> What you will do:
Repeat the data exactly, every last line of it.
********
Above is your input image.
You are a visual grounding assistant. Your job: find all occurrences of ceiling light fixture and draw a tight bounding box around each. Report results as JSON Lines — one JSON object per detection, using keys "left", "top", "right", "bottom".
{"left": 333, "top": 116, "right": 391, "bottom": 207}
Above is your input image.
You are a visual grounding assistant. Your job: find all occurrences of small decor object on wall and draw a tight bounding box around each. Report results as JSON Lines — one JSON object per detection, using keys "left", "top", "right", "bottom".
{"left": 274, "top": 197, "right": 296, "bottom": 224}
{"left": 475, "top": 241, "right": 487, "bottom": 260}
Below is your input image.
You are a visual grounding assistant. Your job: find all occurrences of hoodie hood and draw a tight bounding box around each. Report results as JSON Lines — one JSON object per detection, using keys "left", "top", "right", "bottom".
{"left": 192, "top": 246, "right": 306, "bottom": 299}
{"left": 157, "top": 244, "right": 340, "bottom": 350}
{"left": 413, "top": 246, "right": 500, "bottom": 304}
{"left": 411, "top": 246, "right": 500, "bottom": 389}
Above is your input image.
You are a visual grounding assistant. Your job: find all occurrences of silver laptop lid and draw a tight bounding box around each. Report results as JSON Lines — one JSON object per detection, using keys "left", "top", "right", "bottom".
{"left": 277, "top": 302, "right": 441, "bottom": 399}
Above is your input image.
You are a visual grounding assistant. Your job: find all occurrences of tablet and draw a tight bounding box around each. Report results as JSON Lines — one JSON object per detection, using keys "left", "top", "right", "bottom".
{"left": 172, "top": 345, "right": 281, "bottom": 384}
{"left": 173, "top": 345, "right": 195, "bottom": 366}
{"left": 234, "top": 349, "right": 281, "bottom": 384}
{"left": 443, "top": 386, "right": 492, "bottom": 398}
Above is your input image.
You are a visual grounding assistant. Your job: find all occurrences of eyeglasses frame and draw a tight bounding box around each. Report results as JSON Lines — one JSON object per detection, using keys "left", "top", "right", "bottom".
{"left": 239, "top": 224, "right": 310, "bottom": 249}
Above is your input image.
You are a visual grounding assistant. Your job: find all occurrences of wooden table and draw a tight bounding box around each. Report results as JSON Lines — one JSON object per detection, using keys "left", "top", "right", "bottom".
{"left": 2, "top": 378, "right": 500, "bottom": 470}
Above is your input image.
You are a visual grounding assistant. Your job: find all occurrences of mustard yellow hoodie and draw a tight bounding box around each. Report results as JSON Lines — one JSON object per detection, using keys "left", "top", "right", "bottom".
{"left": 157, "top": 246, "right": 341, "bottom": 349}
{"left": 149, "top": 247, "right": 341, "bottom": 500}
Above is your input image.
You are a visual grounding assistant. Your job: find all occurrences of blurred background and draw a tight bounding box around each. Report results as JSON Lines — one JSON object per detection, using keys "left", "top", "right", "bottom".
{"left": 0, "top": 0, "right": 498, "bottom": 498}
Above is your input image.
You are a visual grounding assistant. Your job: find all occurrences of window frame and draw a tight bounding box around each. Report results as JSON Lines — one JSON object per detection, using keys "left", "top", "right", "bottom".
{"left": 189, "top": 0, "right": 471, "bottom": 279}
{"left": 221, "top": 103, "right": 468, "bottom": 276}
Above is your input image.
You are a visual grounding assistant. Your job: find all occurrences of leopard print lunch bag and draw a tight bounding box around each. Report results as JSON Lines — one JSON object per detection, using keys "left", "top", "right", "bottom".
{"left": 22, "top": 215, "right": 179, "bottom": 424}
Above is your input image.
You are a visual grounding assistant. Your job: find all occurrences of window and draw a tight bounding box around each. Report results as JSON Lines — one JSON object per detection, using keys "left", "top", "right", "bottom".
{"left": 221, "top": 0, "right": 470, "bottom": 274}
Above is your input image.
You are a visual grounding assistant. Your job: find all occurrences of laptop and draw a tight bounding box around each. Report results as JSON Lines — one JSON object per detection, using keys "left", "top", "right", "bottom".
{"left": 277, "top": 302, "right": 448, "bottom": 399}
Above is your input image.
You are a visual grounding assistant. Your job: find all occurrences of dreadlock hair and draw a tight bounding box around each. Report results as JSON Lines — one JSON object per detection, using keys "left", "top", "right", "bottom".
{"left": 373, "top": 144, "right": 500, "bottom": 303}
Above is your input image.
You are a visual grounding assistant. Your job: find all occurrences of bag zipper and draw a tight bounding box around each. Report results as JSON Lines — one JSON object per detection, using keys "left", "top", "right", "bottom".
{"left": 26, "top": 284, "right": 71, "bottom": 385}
********
> Task response:
Above is your input image.
You are a visual grounding assistant. Your job: find all occurrences of ceiling light fixture and draw a tight bounding box around each. Report results as JSON Lines — one JSON object per detection, using keys "left", "top", "right", "bottom".
{"left": 333, "top": 116, "right": 391, "bottom": 207}
Above is your input image.
You are a visual grounding assistant. Your job: find all occurrences of small decor object on wall and draw a tight bounding box around each. Report results as JSON Lines — one JSON object per detection, using keys "left", "top", "right", "bottom".
{"left": 274, "top": 197, "right": 296, "bottom": 224}
{"left": 475, "top": 241, "right": 487, "bottom": 260}
Below is your input image.
You are a visual grounding assistant. Your job: find all occurrences of hoodie hood and draw a tight bounding box around each. Report results as JSON Lines — one JSON object per detection, using keys "left", "top", "right", "bottom".
{"left": 192, "top": 246, "right": 306, "bottom": 299}
{"left": 157, "top": 244, "right": 340, "bottom": 350}
{"left": 413, "top": 246, "right": 500, "bottom": 304}
{"left": 411, "top": 246, "right": 500, "bottom": 389}
Above is your input image.
You are a visual grounding assistant. Your job: find all occurrences of silver laptop lid and draw a tight bounding box around each. Report results as JSON Lines — one JSON object per detection, using keys "left", "top", "right", "bottom".
{"left": 277, "top": 302, "right": 441, "bottom": 399}
Above is your input image.
You are a visual grounding assistant. Your job: find all occurrences of tablet and draw a tight bounding box around each. Report results as JSON Lines — one JSON object per detection, using keys "left", "top", "right", "bottom".
{"left": 172, "top": 345, "right": 281, "bottom": 384}
{"left": 173, "top": 345, "right": 195, "bottom": 366}
{"left": 234, "top": 349, "right": 281, "bottom": 384}
{"left": 443, "top": 386, "right": 492, "bottom": 398}
Above is your input image.
You are a visual grounding assistant. Your job: find all occurrences of eyeglasses frame and draw a tight bounding box around each. Report results as JSON Lines — one JSON object per detection, using keys "left", "top", "right", "bottom".
{"left": 239, "top": 224, "right": 310, "bottom": 249}
Above is your input image.
You are a visual grounding assistant. Your job: find all occurrences of wooden table and draw a tight bounding box around each. Report results as JSON Lines — one JSON object per detection, using keys "left", "top", "right", "bottom".
{"left": 2, "top": 378, "right": 500, "bottom": 470}
Above is your input image.
You are a visual grounding assistant. Your job: find all occurrences of mustard yellow hoodie and draw a tight bounding box around each. Report results as JSON Lines — one JSON object per detection, using keys "left", "top", "right", "bottom".
{"left": 157, "top": 246, "right": 341, "bottom": 349}
{"left": 149, "top": 247, "right": 341, "bottom": 500}
Above is your input image.
You are a visual grounding assistant. Your job: find all occurrences of blurred background and draw a tight bounding box around each. Report results as JSON Lines — one JSON object per detection, using keys "left", "top", "right", "bottom".
{"left": 0, "top": 0, "right": 498, "bottom": 498}
Above is your input image.
You are a visual grounding assistant. Your job: find all occurrences of window frame and draw a tight bounding box around each. Report results as JSON Lines — one JSON object per detection, using keys "left", "top", "right", "bottom".
{"left": 189, "top": 0, "right": 471, "bottom": 279}
{"left": 221, "top": 103, "right": 468, "bottom": 276}
Above is your input image.
You are a visual grounding assistant. Your job: find all occurrences of leopard print lunch bag and draw a tight bounding box around each. Report results as JSON Lines — one JSON object per detection, using keys "left", "top", "right", "bottom".
{"left": 22, "top": 215, "right": 179, "bottom": 424}
Above is your input image.
You are a visual grounding assistant. Your job: find all occurrences of window and draw a tight bounding box around each. Report results as JSON Lines — one JSON object per detection, using keys "left", "top", "right", "bottom".
{"left": 221, "top": 0, "right": 470, "bottom": 274}
Above is your input image.
You are a visual grounding assistant. Your job: find all occurrences of laptop and draw a tight bounding box around each. Report results as JSON Lines — one JSON object per detection, using keys "left", "top", "right", "bottom".
{"left": 277, "top": 302, "right": 448, "bottom": 399}
Above is your input image.
You are a visual grounding assistant. Your job: find all occurrences of dreadlock hair and draw a tight bounding box around each. Report results as JSON Lines — one JSON object per detection, using keys "left", "top", "right", "bottom".
{"left": 373, "top": 144, "right": 500, "bottom": 303}
Above is your input image.
You are a visual grounding assistant. Your job: find all occurrences of bag zipper and draw a tight bounding box around each. Report results as JSON Lines — one JSON object per detection, using keys "left", "top", "right", "bottom".
{"left": 26, "top": 284, "right": 71, "bottom": 385}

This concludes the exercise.